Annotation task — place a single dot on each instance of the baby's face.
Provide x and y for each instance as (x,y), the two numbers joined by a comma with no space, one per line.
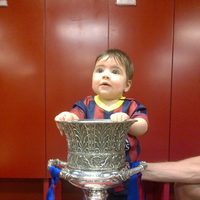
(109,79)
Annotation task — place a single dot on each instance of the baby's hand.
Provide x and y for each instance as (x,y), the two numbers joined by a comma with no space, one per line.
(119,117)
(66,116)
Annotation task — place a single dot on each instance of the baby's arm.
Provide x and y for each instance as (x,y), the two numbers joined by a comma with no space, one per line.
(65,116)
(139,127)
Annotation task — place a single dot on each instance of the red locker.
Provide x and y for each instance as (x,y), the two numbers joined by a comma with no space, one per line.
(22,90)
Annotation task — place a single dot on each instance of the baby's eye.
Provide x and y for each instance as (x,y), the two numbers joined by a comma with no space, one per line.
(99,70)
(115,71)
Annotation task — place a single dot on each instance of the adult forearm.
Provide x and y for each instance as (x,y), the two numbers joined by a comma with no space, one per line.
(185,171)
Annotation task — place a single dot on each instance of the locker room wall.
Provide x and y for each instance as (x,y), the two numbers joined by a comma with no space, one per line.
(47,55)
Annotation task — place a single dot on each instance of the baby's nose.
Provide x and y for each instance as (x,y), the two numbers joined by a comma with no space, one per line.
(106,74)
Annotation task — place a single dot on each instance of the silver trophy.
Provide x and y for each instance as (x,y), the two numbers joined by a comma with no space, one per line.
(96,156)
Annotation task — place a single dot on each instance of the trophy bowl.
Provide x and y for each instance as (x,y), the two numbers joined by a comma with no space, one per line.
(96,155)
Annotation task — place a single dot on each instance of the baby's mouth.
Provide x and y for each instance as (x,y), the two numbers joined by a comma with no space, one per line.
(105,84)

* **Stated task**: Copy out all of the data word for word. Do not carry over any picture.

* **Expected answer**:
Annotation task — place a single dot on each instance of the baby's face.
Provide x and y for each instance as (x,y), the two numbers joined by a comma with no space, one per line.
(109,79)
Annotation task — place a single dot on each instance of the baby's hand.
Provide x and y for each instance as (x,y), the two numbers joined by a comma with no space, one per line.
(119,117)
(66,116)
Annotation task — place a single dot on each instance of the baby's arm.
Provide x and y for each instance as (x,y), the two numbers joined by a comma with no space, one per line.
(65,116)
(139,127)
Annotation task — place a single dot on each instance of the red locker.
Provide x and y for each instance as (x,y), the two numbers joined by a comma with no space, one per line.
(22,90)
Annotation task — place a single dot on each instance of the baby's eye.
Provide x and y for each instance as (x,y), the two numbers joined by a comma with no space, one per line.
(99,70)
(115,71)
Annotation task — place a single dot on each instance of the adult forearm.
Provide x and y for each instance as (x,y), the two numbers joined by a comma with no space, one per line.
(185,171)
Annotation task — place a single dot on each instance of the locker room wall.
Provide x and y for each instance as (x,y), the two numbers joined by a comma with no space, one per line.
(47,55)
Annotation task — place a single dot on each instance of the baby's nose.
Provide x and y for each instance as (x,y), the two numbers joined by a comma with no space, one per line.
(106,74)
Annotation task — place a single dot on each instance of the silver trophy.
Provide x and y for each instance as (x,y), the two numbers joined by a comma with no space, one per line.
(96,156)
Annotation task — place a single dot on each instance of the trophy bowl.
Provide x and y for each instance as (x,y), the two numbers joined by a comma with no space, one per line.
(96,155)
Annotation task — place a single dot on each instance of the baby's mouth.
Provide x and y for each instance as (x,y), the two numbers joined by a comma with no space, one per line.
(105,84)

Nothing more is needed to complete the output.